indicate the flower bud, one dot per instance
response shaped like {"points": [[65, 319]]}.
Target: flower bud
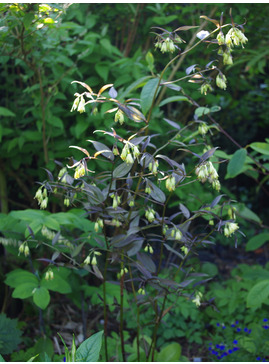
{"points": [[230, 228], [26, 250], [119, 117], [44, 204], [203, 128], [221, 81], [94, 261], [221, 38], [141, 291], [170, 183], [81, 105]]}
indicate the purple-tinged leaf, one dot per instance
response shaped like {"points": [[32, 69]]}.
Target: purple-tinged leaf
{"points": [[190, 69], [216, 201], [172, 123], [113, 93], [168, 247], [184, 210], [56, 237]]}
........
- **DIRECTIONS FOR THIS TASK**
Transcribe all of the items above word for word, omitting the pictures.

- **EXERCISE ANSWER**
indicate the flower bud, one dot per instance
response shaped like {"points": [[65, 319]]}.
Target: flower bud
{"points": [[230, 228], [26, 250], [119, 117], [44, 204], [203, 128], [221, 81], [94, 261], [221, 38], [141, 291], [170, 183], [81, 105]]}
indicate the purple-tinged leaf, one dot per instance
response shaped like {"points": [[32, 69]]}.
Target: purple-tinged leaf
{"points": [[190, 69], [216, 201], [172, 123], [113, 93], [168, 247], [184, 210], [56, 237]]}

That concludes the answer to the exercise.